→ EXERCISE GOAL
Reproduce every item below line for line, without changing a single character.
━━━━━━━━
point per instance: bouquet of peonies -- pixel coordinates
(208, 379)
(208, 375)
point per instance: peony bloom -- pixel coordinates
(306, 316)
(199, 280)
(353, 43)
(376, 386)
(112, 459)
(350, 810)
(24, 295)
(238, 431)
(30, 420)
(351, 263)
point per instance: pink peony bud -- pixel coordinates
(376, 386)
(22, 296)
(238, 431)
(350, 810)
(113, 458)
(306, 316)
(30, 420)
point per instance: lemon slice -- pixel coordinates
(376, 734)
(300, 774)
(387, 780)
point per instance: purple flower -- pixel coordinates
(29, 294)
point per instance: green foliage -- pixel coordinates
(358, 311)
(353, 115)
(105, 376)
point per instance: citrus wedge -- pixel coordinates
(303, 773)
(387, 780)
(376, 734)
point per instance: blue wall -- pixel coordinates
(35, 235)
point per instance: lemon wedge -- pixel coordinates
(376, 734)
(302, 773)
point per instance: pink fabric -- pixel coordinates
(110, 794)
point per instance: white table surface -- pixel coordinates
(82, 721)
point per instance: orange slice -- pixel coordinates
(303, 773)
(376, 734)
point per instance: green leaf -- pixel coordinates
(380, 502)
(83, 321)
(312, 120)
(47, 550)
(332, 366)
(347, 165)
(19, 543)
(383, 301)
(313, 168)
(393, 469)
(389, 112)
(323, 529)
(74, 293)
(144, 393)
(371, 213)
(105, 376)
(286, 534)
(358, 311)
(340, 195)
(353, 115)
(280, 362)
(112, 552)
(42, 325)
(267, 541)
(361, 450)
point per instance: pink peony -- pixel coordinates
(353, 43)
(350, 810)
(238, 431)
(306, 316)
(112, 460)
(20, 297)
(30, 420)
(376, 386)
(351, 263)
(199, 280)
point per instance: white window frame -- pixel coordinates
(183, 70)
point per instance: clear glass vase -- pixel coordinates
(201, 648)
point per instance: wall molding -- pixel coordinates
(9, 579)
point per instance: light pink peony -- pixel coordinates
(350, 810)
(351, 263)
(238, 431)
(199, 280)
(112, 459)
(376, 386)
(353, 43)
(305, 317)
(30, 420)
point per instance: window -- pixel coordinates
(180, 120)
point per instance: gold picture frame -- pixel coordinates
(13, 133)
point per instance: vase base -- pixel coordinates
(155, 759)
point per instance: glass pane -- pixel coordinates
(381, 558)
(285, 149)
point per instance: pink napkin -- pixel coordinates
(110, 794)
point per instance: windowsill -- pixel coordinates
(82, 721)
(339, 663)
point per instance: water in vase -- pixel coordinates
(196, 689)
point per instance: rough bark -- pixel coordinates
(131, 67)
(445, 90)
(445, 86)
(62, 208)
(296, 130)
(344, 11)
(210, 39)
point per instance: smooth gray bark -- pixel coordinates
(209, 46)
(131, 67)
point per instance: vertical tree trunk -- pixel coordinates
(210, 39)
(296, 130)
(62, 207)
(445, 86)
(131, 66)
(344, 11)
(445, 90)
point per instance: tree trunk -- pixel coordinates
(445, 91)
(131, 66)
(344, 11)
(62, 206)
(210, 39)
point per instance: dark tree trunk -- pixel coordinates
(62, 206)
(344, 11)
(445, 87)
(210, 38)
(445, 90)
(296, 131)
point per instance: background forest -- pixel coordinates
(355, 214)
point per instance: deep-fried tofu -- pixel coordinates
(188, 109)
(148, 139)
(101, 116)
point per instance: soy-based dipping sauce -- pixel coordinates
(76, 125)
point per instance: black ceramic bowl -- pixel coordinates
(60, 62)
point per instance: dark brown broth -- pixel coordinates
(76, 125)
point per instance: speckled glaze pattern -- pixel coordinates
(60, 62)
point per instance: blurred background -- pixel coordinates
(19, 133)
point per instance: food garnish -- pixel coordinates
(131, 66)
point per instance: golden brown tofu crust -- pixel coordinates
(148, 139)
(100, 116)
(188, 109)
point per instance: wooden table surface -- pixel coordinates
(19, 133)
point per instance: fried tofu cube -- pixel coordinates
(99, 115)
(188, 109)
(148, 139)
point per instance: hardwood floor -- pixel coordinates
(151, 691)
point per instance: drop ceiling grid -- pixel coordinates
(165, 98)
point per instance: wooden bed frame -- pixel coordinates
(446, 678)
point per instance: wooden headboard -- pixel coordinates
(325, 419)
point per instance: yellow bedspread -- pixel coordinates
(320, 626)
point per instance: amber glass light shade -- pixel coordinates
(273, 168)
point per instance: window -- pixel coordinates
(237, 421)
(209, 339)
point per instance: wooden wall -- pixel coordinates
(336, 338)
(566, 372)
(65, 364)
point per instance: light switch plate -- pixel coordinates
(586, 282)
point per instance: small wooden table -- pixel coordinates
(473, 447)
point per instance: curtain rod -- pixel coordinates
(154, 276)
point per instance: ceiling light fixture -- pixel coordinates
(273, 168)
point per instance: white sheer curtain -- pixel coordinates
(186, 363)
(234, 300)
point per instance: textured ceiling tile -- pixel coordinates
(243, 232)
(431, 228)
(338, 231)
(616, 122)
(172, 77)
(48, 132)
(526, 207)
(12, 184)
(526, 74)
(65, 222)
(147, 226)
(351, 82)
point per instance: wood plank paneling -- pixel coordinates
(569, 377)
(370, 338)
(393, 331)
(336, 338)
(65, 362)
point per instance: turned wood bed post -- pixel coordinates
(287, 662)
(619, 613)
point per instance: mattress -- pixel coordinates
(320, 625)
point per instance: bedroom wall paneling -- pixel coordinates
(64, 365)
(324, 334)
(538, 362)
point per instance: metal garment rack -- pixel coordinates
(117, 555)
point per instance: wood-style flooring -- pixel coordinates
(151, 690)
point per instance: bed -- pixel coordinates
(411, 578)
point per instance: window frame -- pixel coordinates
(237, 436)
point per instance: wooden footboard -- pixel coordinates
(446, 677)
━━━━━━━━
→ EXERCISE RESULT
point per instance: bouquet of peonies -- pixel coordinates
(208, 379)
(208, 375)
point per instance: peony bloom -- pixel coordinates
(306, 316)
(199, 280)
(353, 43)
(376, 386)
(112, 459)
(350, 810)
(24, 295)
(238, 431)
(30, 420)
(351, 263)
point per instance: pink peony bud -- pixel coordinates
(376, 386)
(22, 296)
(238, 431)
(350, 810)
(113, 458)
(306, 316)
(30, 420)
point per instance: lemon slice -- pixel coordinates
(376, 734)
(300, 774)
(387, 780)
point per instance: purple flower -- pixel coordinates
(29, 294)
point per instance: green foliage -- pixel coordinates
(358, 311)
(353, 115)
(105, 376)
point per instance: citrus wedge -- pixel coordinates
(303, 773)
(387, 780)
(376, 734)
point per instance: blue wall -- pixel coordinates
(35, 235)
point per instance: lemon wedge -- pixel coordinates
(376, 734)
(302, 773)
point per instance: pink fabric -- pixel coordinates
(110, 794)
point per instance: white table surface -- pixel coordinates
(82, 721)
point per instance: orange slice -- pixel coordinates
(303, 773)
(376, 734)
point per instance: green leaf -- pixel coordinates
(380, 502)
(83, 321)
(312, 120)
(47, 550)
(332, 366)
(347, 165)
(19, 543)
(383, 301)
(313, 168)
(393, 469)
(389, 112)
(323, 529)
(74, 293)
(144, 393)
(371, 213)
(105, 376)
(286, 534)
(358, 311)
(340, 195)
(353, 115)
(280, 362)
(112, 552)
(42, 325)
(267, 541)
(361, 450)
point per instance: pink peony -- pixel coordinates
(353, 43)
(350, 810)
(238, 431)
(306, 316)
(112, 460)
(20, 297)
(30, 420)
(376, 386)
(351, 263)
(199, 280)
point per instance: white window frame -- pixel coordinates
(183, 70)
point per instance: clear glass vase -- pixel coordinates
(201, 648)
point per instance: wall molding -- pixel coordinates
(9, 579)
point per instance: light pink peony -- pixel coordinates
(350, 810)
(351, 263)
(238, 431)
(199, 280)
(112, 459)
(376, 386)
(353, 43)
(305, 317)
(30, 420)
point per instance: window -- pixel coordinates
(180, 120)
point per instance: gold picture frame -- pixel coordinates
(13, 133)
point per instance: vase base -- pixel coordinates
(155, 759)
point per instance: glass pane -- pixel coordinates
(381, 558)
(285, 149)
point per instance: pink napkin -- pixel coordinates
(110, 794)
point per instance: windowsill -- pixel coordinates
(82, 721)
(339, 663)
point per instance: water in vase -- pixel coordinates
(196, 689)
point per instance: rough bark -- pixel coordinates
(131, 67)
(445, 90)
(445, 86)
(62, 208)
(296, 130)
(344, 11)
(210, 39)
point per instance: smooth gray bark -- pixel coordinates
(209, 46)
(131, 67)
point per instance: vertical tree trunk -- pixel coordinates
(210, 39)
(296, 130)
(62, 207)
(445, 86)
(131, 66)
(344, 11)
(445, 90)
point per instance: tree trunk -- pixel coordinates
(445, 91)
(131, 66)
(344, 11)
(62, 206)
(210, 39)
point per instance: dark tree trunk -- pixel coordinates
(62, 206)
(344, 11)
(445, 87)
(210, 38)
(445, 90)
(296, 131)
point per instance: background forest -- pixel coordinates
(355, 214)
point per instance: deep-fried tofu -- pixel coordinates
(188, 109)
(148, 139)
(101, 116)
point per instance: soy-based dipping sauce -- pixel coordinates
(76, 125)
point per instance: black ceramic bowl -- pixel coordinates
(60, 62)
point per instance: dark brown broth -- pixel coordinates
(76, 125)
point per instance: speckled glaze pattern -- pixel coordinates
(60, 62)
point per instance: blurred background -- pixel coordinates
(19, 133)
point per instance: food garnish -- pixel coordinates
(131, 66)
point per instance: golden brown tofu crust -- pixel coordinates
(148, 139)
(100, 116)
(188, 109)
point per instance: wooden table surface -- pixel coordinates
(19, 133)
point per instance: fried tofu cube -- pixel coordinates
(99, 115)
(188, 109)
(148, 139)
point per instance: hardwood floor -- pixel coordinates
(151, 691)
point per instance: drop ceiling grid -- pixel coordinates
(165, 98)
point per instance: wooden bed frame -- pixel coordinates
(446, 678)
point per instance: wooden headboard -- pixel coordinates
(325, 419)
point per instance: yellow bedspread -- pixel coordinates
(320, 626)
point per instance: amber glass light shade -- pixel coordinates
(273, 168)
point per instance: window -- pixel coordinates
(237, 421)
(209, 339)
point per instance: wooden wall -- pixel coordinates
(336, 338)
(566, 372)
(65, 364)
point per instance: light switch plate -- pixel coordinates
(586, 282)
point per instance: small wooden table -- pixel coordinates
(473, 447)
point per instance: curtain rod -- pixel coordinates
(154, 276)
point per instance: ceiling light fixture -- pixel coordinates
(273, 168)
point per instance: white sheer curtain -- pixel coordinates
(186, 363)
(234, 300)
point per instance: textured ceiling tile -- pixel coordinates
(243, 232)
(431, 228)
(338, 231)
(616, 122)
(172, 77)
(48, 132)
(526, 207)
(12, 184)
(526, 74)
(65, 222)
(147, 226)
(351, 82)
point per instance: wood plank paneling -- pixel coordinates
(569, 377)
(370, 338)
(393, 331)
(336, 338)
(65, 362)
point per instance: turned wood bed post -- pixel coordinates
(287, 662)
(619, 613)
point per instance: mattress -- pixel coordinates
(320, 625)
point per instance: bedroom wall paneling -- pixel coordinates
(64, 365)
(324, 334)
(538, 362)
point per instance: metal garment rack -- pixel coordinates
(117, 555)
point per instance: wood-style flooring -- pixel coordinates
(151, 690)
point per instance: bed -- pixel coordinates
(411, 578)
point per instance: window frame -- pixel coordinates
(237, 436)
point per instance: wooden footboard -- pixel coordinates
(446, 677)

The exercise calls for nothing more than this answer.